* _Complete o seguinte_
• a. No texto sobre o preso na clínica, quantos médicos e quantos técnicos havia no local?
• b. Reescreva de forma mais breve o parágrafo do texto sobre o preso na clínica que começa com "Cabem muitas sensações", mantendo seus fatos principais.

* _Texto para análise_
________________

29 novembro, 2011

Quando um preso cruza o seu caminho

Imagine a cena: você está sentada numa sala de espera de uma clínica para fazer um exame. Você nota a presença e o movimento de dois policiais para lá e para cá. Daí ouve a recepcionista perguntar ao telefone se o recluso (um prisioneiro) está pronto para ser buscado.

Você pensa que não ouviu direito e se dirige para a sala de um dos exames. Quando vai trocar de sala vê um homem acompanhado pelo guarda, vestido com um roupão e com algemas nas mãos sendo levado para a mesma sala que você acabou de sair.

Filme? Não.
Hospital público? Também não.

Havia só um médico e só um técnico. Você fica à espera enquanto o prisioneiro é atendido. Estica as pernas, faz xixi e se pergunta: “Mas que raio?”.

Cabem muitas sensações e interpretações no espaço de alguns minutos. E você passa da mais completa indignação para uma inacreditável admiração. O seu primeiro instinto é: “nunca mais volto aqui” para depois ser surpreendida com o próprio pensamento: “Não é incrível? Eu vivo numa sociedade que dá a um prisioneiro o mesmo padrão de atendimento que uma pessoa que pode pagar por tal”. Porque independente do crime que ele cometeu, ter acesso a tratamento de saúde é um direito universal.

________________

* _Os dados_
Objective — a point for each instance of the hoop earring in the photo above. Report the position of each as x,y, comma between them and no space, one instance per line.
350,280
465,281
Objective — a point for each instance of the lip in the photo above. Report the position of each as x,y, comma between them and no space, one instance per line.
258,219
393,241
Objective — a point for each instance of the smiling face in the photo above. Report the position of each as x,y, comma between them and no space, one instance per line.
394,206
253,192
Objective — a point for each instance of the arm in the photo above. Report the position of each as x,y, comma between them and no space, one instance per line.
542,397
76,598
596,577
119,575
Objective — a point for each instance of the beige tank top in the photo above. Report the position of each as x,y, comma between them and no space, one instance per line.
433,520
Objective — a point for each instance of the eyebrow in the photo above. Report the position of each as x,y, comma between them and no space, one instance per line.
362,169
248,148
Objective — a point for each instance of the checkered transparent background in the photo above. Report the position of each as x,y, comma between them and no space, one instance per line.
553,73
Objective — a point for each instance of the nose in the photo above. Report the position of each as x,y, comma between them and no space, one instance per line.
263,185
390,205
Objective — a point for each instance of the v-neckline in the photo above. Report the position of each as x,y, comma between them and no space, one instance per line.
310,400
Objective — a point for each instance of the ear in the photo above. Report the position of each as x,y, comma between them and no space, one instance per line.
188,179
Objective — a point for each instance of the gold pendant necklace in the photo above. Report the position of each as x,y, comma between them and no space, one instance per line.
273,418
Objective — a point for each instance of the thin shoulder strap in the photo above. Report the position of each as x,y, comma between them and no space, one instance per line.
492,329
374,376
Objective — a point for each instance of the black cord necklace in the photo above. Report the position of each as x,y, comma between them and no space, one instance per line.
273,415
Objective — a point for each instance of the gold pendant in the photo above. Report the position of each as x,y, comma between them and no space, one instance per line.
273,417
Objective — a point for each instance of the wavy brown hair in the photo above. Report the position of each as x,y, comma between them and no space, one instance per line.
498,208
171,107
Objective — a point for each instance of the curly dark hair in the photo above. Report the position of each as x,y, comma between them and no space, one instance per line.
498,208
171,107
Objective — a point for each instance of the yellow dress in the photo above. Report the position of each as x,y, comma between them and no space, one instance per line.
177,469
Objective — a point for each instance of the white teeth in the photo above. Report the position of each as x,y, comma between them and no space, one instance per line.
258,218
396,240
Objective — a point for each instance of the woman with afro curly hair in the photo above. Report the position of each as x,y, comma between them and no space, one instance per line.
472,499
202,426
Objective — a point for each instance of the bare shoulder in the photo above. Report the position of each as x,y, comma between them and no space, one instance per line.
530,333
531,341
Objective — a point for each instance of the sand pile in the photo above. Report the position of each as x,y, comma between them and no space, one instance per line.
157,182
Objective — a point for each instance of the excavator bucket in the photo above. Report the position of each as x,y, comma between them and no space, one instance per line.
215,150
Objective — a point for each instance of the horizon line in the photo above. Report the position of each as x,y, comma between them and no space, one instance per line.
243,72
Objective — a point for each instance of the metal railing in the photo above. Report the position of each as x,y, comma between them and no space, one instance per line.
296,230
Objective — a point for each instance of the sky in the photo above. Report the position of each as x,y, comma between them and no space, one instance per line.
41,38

________________

* _Lista de respostas_
• a. Havia só um médico e só um técnico.

• b. Em poucos minutos, você passa da indignação à admiração. Primeiro pensa em nunca mais voltar ali. Depois acha incrível viver numa sociedade que dá a um prisioneiro o mesmo padrão de atendimento de quem pode pagar, porque o acesso à saúde é um direito universal, seja qual for o crime.